• [Assigned task]
The full set of records must be printed exactly as given.

--*--

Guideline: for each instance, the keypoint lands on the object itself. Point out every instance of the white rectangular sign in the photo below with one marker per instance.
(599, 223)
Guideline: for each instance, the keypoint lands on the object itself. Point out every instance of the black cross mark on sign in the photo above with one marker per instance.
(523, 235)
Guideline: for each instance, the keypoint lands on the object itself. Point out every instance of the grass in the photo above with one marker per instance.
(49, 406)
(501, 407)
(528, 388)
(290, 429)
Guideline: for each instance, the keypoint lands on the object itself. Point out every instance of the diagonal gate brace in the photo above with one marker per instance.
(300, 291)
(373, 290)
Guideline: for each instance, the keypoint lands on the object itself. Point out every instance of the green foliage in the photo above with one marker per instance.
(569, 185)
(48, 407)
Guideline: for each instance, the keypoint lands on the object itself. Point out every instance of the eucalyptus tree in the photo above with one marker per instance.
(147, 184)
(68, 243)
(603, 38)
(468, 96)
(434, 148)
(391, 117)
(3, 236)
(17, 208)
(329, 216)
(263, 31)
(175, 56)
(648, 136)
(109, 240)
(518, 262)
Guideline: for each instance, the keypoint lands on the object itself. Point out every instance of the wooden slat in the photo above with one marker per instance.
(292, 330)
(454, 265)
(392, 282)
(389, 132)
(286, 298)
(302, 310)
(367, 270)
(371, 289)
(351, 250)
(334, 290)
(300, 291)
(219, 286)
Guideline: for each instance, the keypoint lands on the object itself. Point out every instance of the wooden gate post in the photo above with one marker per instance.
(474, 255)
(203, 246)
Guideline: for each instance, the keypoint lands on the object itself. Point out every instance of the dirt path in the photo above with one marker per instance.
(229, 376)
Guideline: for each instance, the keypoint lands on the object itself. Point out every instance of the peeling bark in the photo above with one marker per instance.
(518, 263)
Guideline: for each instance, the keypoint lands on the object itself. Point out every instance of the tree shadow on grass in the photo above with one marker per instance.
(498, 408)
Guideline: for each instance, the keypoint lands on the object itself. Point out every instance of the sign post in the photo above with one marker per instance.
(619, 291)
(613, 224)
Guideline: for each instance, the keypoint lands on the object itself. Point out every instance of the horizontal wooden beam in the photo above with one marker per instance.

--*--

• [Completed exercise]
Guideline: for each instance, the keypoint lands on the object itself. Point out every instance of the white rectangular sign in the photo below with one marker per instance.
(599, 223)
Guideline: for each instance, the keypoint lands on the object itself. Point out every instance of the black cross mark on sign in the photo above with one marker per instance.
(523, 235)
Guideline: for each instance, the keypoint lands on the object itself. Point out every instance of the grass in the photo above with one marker per instance.
(49, 406)
(501, 407)
(528, 388)
(290, 429)
Guideline: for each instance, the keypoint lands on the object itself. Point out every instance of the diagonal gate brace in the photo above with one marker per instance.
(300, 291)
(373, 290)
Guideline: for each instance, the keypoint lands on the object itself. Point out every instance of the green foliage in the photo above with one marker per instance.
(569, 185)
(48, 407)
Guideline: for each instance, the keypoint lands on the object itself. Point out every instance of the eucalyptus tree in the photo above with one marker per instance.
(147, 184)
(68, 243)
(603, 38)
(468, 96)
(434, 148)
(391, 117)
(3, 236)
(17, 208)
(329, 216)
(263, 31)
(175, 56)
(648, 136)
(109, 240)
(518, 262)
Guideline: for each instance, the keypoint lands on the object itself. Point out every instance of the wooden slat in the photo above with one marker per instance.
(292, 330)
(454, 265)
(392, 282)
(389, 132)
(286, 298)
(302, 310)
(367, 270)
(371, 289)
(351, 250)
(334, 290)
(300, 291)
(219, 286)
Guideline: for each instance, the keypoint lands on the object itself. Point out every instance of the wooden gate post in the photo above with one marker per instance.
(474, 255)
(203, 246)
Guideline: for each instance, the keypoint lands on the object itself. Point out every instance of the dirt path in the photo above with one marker per instance.
(229, 376)
Guideline: for each instance, the keypoint lands on the object itself. Point out every instance of the peeling bark in the photo above with one marker per instance.
(518, 263)
Guideline: for each instance, the keypoint lands on the object itself. Point out every instance of the tree shadow on grass in the photo above with one marker per instance.
(498, 408)
Guideline: for each instance, the keypoint lands on the object itself. Point out every instance of the sign post in the photo above with one marker per instance.
(619, 291)
(613, 224)
Guideline: for each instance, the keypoint lands on the object itself. Point out every instance of the horizontal wooden beam in the photo above with one marker per instance.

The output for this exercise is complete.